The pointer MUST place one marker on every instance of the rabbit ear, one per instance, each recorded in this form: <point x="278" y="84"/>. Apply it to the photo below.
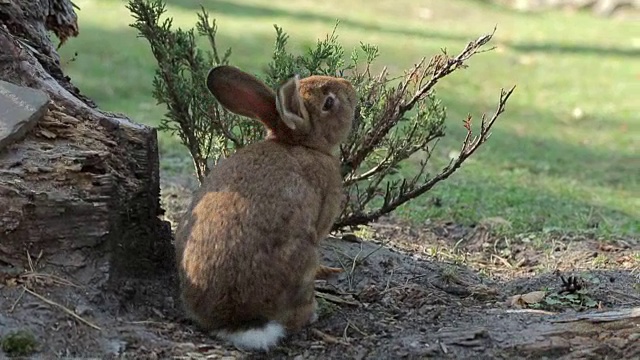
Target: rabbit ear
<point x="243" y="94"/>
<point x="291" y="107"/>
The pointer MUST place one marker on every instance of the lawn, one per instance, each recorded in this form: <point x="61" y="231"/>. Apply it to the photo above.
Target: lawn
<point x="565" y="155"/>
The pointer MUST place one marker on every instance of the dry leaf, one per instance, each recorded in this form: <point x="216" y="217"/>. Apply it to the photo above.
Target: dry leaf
<point x="522" y="300"/>
<point x="48" y="134"/>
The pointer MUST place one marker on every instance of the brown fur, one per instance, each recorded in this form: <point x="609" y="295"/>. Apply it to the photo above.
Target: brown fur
<point x="247" y="246"/>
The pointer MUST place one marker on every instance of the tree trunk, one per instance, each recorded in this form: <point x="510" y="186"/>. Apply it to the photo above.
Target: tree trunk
<point x="79" y="188"/>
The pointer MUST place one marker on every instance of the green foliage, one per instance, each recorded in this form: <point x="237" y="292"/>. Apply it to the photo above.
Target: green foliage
<point x="19" y="343"/>
<point x="397" y="118"/>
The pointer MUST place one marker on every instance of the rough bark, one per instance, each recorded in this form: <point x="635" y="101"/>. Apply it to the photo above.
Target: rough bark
<point x="592" y="335"/>
<point x="81" y="189"/>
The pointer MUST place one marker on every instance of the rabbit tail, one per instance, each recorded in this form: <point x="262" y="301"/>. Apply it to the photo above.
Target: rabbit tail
<point x="259" y="338"/>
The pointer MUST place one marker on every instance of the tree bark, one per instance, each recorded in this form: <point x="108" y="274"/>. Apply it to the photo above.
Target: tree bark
<point x="80" y="190"/>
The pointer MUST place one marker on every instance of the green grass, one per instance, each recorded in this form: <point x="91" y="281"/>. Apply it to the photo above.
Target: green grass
<point x="543" y="168"/>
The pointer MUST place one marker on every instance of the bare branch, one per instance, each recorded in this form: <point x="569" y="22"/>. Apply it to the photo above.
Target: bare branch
<point x="470" y="145"/>
<point x="445" y="66"/>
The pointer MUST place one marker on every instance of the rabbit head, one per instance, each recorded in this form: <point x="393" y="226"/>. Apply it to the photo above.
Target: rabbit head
<point x="316" y="111"/>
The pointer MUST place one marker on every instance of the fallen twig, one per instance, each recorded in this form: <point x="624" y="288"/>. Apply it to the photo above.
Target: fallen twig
<point x="62" y="307"/>
<point x="336" y="299"/>
<point x="328" y="338"/>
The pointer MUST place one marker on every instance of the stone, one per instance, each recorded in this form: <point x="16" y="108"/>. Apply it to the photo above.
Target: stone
<point x="20" y="109"/>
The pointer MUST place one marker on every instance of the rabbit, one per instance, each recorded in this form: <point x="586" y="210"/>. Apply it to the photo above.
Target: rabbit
<point x="247" y="247"/>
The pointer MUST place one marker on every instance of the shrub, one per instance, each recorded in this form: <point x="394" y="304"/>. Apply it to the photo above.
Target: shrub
<point x="396" y="118"/>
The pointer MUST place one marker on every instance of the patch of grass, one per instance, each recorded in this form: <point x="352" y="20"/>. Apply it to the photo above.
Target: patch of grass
<point x="564" y="157"/>
<point x="19" y="343"/>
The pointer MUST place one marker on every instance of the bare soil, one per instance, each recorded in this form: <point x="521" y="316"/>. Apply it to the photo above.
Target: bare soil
<point x="435" y="292"/>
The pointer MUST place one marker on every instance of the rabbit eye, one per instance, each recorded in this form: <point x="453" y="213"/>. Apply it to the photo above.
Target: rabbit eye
<point x="328" y="103"/>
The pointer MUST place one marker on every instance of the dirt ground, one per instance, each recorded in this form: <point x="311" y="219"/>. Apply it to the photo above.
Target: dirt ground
<point x="440" y="291"/>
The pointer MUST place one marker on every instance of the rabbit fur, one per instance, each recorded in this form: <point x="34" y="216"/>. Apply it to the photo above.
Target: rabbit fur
<point x="247" y="247"/>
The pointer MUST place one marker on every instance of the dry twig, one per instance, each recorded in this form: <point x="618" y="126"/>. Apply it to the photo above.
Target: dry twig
<point x="62" y="307"/>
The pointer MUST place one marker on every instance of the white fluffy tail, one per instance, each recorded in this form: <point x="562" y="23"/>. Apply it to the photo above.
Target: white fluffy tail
<point x="262" y="338"/>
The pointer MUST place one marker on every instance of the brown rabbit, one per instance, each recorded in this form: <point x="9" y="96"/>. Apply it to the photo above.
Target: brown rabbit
<point x="247" y="248"/>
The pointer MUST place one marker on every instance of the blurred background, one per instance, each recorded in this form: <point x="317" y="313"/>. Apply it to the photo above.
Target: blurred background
<point x="565" y="155"/>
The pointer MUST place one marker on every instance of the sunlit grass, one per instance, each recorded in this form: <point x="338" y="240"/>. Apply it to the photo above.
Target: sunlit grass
<point x="563" y="156"/>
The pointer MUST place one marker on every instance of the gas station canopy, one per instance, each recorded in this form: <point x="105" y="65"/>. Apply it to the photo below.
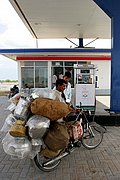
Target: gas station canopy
<point x="63" y="18"/>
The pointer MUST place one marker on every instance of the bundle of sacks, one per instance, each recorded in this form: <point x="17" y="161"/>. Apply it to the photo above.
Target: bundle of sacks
<point x="32" y="126"/>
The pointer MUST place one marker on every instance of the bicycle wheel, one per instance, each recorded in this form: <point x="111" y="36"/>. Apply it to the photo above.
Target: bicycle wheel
<point x="40" y="162"/>
<point x="92" y="137"/>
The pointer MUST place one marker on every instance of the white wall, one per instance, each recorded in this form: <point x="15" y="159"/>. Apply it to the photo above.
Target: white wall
<point x="104" y="76"/>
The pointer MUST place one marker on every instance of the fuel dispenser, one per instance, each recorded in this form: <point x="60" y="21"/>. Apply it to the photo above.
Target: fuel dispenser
<point x="84" y="86"/>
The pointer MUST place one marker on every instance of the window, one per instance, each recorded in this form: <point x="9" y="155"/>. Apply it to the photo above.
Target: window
<point x="27" y="76"/>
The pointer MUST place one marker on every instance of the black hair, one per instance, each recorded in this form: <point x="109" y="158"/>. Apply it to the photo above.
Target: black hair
<point x="68" y="74"/>
<point x="60" y="82"/>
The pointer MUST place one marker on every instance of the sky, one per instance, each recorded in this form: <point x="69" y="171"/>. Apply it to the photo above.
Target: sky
<point x="14" y="34"/>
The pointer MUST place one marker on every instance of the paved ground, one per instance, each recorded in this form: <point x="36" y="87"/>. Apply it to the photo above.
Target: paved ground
<point x="102" y="163"/>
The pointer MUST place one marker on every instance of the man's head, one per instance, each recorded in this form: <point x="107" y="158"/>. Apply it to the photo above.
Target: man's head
<point x="60" y="85"/>
<point x="67" y="76"/>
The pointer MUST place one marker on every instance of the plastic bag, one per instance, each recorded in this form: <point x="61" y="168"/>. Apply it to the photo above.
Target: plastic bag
<point x="11" y="107"/>
<point x="9" y="121"/>
<point x="38" y="126"/>
<point x="36" y="147"/>
<point x="15" y="98"/>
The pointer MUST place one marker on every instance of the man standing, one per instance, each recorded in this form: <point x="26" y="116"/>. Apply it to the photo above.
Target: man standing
<point x="59" y="89"/>
<point x="67" y="90"/>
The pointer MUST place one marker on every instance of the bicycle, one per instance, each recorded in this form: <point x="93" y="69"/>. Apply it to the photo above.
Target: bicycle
<point x="91" y="138"/>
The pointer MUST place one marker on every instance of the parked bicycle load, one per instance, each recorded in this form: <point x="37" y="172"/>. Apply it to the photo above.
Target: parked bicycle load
<point x="32" y="129"/>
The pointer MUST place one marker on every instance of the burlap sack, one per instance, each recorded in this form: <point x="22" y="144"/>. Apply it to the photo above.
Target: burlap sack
<point x="57" y="137"/>
<point x="49" y="108"/>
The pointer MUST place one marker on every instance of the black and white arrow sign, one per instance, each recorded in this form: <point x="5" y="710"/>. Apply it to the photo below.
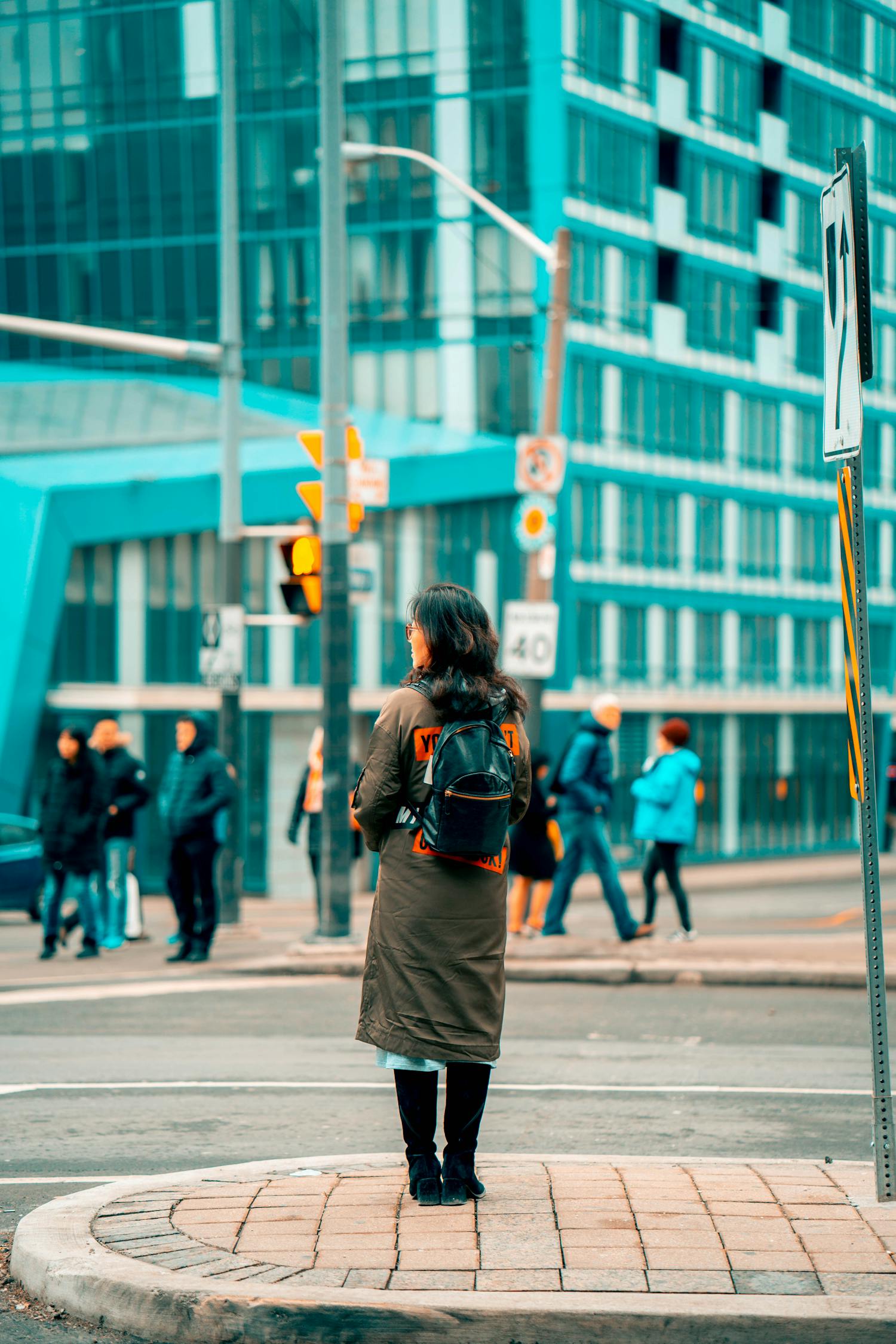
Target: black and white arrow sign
<point x="843" y="381"/>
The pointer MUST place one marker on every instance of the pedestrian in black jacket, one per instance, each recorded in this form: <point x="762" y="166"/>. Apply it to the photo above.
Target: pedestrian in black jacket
<point x="72" y="812"/>
<point x="195" y="788"/>
<point x="309" y="805"/>
<point x="127" y="791"/>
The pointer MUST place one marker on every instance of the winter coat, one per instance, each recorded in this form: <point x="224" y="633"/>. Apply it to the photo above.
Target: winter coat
<point x="585" y="775"/>
<point x="72" y="814"/>
<point x="315" y="820"/>
<point x="667" y="808"/>
<point x="531" y="850"/>
<point x="434" y="974"/>
<point x="194" y="788"/>
<point x="127" y="788"/>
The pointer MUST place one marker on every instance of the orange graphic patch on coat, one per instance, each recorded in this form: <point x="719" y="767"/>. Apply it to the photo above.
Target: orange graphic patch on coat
<point x="425" y="741"/>
<point x="492" y="862"/>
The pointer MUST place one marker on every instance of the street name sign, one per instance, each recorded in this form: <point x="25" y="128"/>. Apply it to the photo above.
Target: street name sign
<point x="220" y="655"/>
<point x="843" y="428"/>
<point x="541" y="464"/>
<point x="531" y="639"/>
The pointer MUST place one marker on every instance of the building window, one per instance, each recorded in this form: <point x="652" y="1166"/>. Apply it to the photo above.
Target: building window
<point x="818" y="122"/>
<point x="808" y="433"/>
<point x="872" y="553"/>
<point x="649" y="529"/>
<point x="758" y="649"/>
<point x="614" y="46"/>
<point x="609" y="164"/>
<point x="504" y="389"/>
<point x="672" y="416"/>
<point x="87" y="643"/>
<point x="725" y="90"/>
<point x="720" y="312"/>
<point x="759" y="541"/>
<point x="633" y="644"/>
<point x="589" y="642"/>
<point x="586" y="291"/>
<point x="586" y="520"/>
<point x="585" y="400"/>
<point x="759" y="434"/>
<point x="811" y="339"/>
<point x="886" y="49"/>
<point x="829" y="31"/>
<point x="711" y="556"/>
<point x="812" y="547"/>
<point x="808" y="248"/>
<point x="710" y="662"/>
<point x="812" y="655"/>
<point x="723" y="201"/>
<point x="884" y="164"/>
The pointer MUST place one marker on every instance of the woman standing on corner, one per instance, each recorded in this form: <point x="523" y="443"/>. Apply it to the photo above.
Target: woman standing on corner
<point x="433" y="992"/>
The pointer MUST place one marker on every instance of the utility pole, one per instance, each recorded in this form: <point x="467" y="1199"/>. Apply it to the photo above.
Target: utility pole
<point x="336" y="630"/>
<point x="230" y="728"/>
<point x="539" y="587"/>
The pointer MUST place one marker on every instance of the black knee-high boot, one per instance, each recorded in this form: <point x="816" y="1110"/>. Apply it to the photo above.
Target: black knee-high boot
<point x="468" y="1087"/>
<point x="417" y="1106"/>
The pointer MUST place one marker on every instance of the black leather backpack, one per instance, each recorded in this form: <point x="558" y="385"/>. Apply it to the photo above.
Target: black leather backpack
<point x="472" y="775"/>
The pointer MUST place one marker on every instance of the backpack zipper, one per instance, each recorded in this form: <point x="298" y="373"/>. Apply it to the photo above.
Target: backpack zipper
<point x="480" y="797"/>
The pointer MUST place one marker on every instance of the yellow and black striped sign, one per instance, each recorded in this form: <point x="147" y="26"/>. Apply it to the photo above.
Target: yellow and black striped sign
<point x="851" y="627"/>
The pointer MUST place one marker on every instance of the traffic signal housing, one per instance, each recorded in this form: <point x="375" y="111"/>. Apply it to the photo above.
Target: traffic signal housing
<point x="303" y="590"/>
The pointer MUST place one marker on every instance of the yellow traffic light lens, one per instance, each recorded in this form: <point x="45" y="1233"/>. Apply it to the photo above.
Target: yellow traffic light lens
<point x="306" y="556"/>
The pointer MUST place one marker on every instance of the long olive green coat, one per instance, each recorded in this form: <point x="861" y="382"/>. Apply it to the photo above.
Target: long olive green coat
<point x="434" y="975"/>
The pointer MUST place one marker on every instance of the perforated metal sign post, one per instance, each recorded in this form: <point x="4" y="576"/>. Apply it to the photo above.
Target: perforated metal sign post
<point x="848" y="318"/>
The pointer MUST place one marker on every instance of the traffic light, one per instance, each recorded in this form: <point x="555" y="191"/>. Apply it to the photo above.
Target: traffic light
<point x="312" y="492"/>
<point x="303" y="592"/>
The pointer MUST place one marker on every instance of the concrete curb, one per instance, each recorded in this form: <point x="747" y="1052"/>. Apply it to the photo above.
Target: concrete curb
<point x="606" y="971"/>
<point x="58" y="1261"/>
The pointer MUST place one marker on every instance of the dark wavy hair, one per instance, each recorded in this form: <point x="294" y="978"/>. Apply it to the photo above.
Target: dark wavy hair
<point x="464" y="673"/>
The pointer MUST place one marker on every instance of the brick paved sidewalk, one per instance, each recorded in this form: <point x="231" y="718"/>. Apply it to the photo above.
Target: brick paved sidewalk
<point x="590" y="1225"/>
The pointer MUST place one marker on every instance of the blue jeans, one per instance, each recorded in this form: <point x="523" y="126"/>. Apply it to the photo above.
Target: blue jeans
<point x="585" y="837"/>
<point x="113" y="893"/>
<point x="81" y="889"/>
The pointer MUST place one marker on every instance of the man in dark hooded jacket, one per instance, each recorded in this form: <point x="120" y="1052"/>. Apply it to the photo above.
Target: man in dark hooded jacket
<point x="195" y="788"/>
<point x="72" y="814"/>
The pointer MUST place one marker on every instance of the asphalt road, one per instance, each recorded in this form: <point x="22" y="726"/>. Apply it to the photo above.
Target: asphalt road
<point x="144" y="1082"/>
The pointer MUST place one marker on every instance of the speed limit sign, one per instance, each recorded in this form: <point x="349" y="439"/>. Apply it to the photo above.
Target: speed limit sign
<point x="530" y="646"/>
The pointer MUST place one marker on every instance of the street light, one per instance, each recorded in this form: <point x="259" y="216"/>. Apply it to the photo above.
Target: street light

· · · · · · ·

Write the lines out verbatim, from the one with "of the blue" through the last line of the entries, and stop there.

▶ [Response below]:
The pointer MUST place one marker on every instance of the blue jeans, one per instance, each recorded in this form: <point x="523" y="126"/>. Apply it to the photo above.
Target: blue jeans
<point x="585" y="837"/>
<point x="113" y="893"/>
<point x="81" y="889"/>
The pointer MUST place one marker on every instance of the man in dark hooded jacket, one per instance, each recorded in this form: <point x="120" y="1052"/>. Apply it to the photo above.
Target: man in dark hooded jacket
<point x="195" y="788"/>
<point x="72" y="814"/>
The pointer MUST place one marker on every instance of the asphalt road, one per instance, each recorded in this form: <point x="22" y="726"/>. Apply it to the photo above.
Target: asphalt road
<point x="144" y="1082"/>
The pointer MUST place one marker on every instance of the speed limit sign, one per instance, each recorded in this form: <point x="349" y="439"/>. Apply it to the photo above.
Target: speed limit sign
<point x="530" y="646"/>
The pointer MUST place one marker on every instance of the street light, one per instance, each recorded in this form: <point x="259" y="216"/>. Apply it to the photo above.
Target: street light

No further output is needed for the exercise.